## TASK BRIEF:
Pick out every line in the items below that contains the word "where", and copy each of those lines.
[Start of RECORDED DATA]
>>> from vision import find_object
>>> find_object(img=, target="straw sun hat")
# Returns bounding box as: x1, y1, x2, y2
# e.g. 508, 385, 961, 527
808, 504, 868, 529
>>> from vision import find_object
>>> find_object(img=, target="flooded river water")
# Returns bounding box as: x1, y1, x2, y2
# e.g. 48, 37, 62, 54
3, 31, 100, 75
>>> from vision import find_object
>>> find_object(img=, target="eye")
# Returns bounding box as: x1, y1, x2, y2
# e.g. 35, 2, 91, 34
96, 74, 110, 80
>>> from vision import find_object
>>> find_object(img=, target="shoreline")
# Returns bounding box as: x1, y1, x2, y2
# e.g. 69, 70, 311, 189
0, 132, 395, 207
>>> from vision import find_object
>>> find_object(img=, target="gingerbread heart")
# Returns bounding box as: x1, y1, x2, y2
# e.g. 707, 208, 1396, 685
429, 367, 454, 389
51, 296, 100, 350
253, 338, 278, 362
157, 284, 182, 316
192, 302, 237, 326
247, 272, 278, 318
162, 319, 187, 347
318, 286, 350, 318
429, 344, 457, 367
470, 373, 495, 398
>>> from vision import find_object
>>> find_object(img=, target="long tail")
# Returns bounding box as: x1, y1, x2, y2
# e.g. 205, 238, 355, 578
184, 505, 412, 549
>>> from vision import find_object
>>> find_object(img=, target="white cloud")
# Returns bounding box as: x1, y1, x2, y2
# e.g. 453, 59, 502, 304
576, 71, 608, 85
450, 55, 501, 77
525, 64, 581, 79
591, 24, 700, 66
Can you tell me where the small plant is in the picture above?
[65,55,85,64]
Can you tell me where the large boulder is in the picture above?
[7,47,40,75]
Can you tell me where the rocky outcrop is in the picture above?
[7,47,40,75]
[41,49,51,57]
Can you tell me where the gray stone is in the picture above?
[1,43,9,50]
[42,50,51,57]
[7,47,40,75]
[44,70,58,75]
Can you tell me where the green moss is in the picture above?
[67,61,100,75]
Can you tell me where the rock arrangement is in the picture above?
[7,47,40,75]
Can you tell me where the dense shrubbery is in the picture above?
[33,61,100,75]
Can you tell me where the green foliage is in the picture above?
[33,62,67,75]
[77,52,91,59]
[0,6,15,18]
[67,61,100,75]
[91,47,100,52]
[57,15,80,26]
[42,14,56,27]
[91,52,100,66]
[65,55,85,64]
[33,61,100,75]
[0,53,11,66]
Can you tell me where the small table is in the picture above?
[End of RECORDED DATA]
## FINAL RESULT:
Can you tell me where the small plant is in the picture above?
Can you tell me where the large boulder is in the picture above?
Can you tell me where the rocky outcrop is in the picture above?
Can you tell me where the gray stone is in the picture above?
Can you tell me where the green moss is in the picture above?
Can you tell me where the rock arrangement is in the picture above?
Can you tell me where the dense shrubbery is in the picture above?
Can you tell me where the green foliage is in the picture above?
Can you tell me where the small table is in the picture above?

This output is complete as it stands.